En el Mercurio histórico y político se daba
noticia de la llegada de un total de seis barcos entre naves, fragatas de la
Real Armada y registros al puerto de Cádiz, entre los días 17 y 24 de julio de
ese año, que habían traído para la Corona y los particulares un total de
883.051 pesos fuertes de plata y oro acuñado y labrado, así como mercancías
como cobre, estaño, cuero, cacao, azúcar, lana de vicuña, pimienta o ruibarbo.
El día 9 de agosto había llegado la fragata del rey Santa Rosalía, procedente
de El Callao, con 1.150.967 pesos fuertes en plata y oro acuñado, labrado y en
barras, así como otras mercancías.

◇ ◇ ◇ ◇

[Tareas del ejercicio]
1. Según el fragmento sobre las llegadas de barcos a Cádiz, ¿de qué puerto procedía la fragata Santa Rosalía?
2. Retome el fragmento sobre las llegadas de barcos a Cádiz y prosiga la redacción a partir de su última oración.

◇ ◇ ◇ ◇

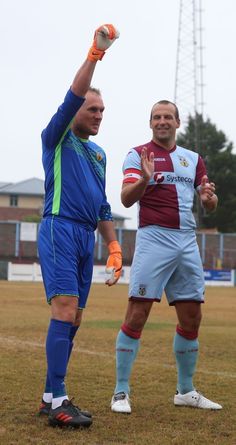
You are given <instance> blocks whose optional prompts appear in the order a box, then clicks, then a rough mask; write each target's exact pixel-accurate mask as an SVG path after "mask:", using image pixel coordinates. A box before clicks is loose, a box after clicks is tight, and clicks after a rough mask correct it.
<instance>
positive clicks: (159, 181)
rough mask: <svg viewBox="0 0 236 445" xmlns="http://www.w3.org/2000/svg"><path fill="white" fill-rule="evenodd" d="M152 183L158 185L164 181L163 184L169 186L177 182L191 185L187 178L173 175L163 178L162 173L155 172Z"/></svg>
mask: <svg viewBox="0 0 236 445" xmlns="http://www.w3.org/2000/svg"><path fill="white" fill-rule="evenodd" d="M153 181H154V182H156V183H157V184H160V183H162V182H163V181H165V183H171V184H175V183H177V182H182V183H189V184H193V179H192V178H189V177H188V176H176V175H174V174H167V175H166V177H165V175H164V174H163V173H162V172H155V173H154V175H153Z"/></svg>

◇ ◇ ◇ ◇

[Sus respuestas]
1. De El Callao.

2.
El Decreto de 16 de
octubre de 1765 habilitó el comercio directo a nueve puertos españoles, los de
Barcelona, Alicante, Cartagena, Málaga, Sevilla, Cádiz, La Coruña, Gijón y
Santander, y a los territorios indianos
de las Islas de Barlovento, es decir Cuba, Santo Domingo, Puerto Rico, Trinidad
y Margarita. El área de aplicación se fue extendiendo paulatinamente, y en 1768
se incluyó en él a Luisiana y por Real Orden de 9 de julio de 1770 los
territorios novohispanos de Campeche y Yucatán.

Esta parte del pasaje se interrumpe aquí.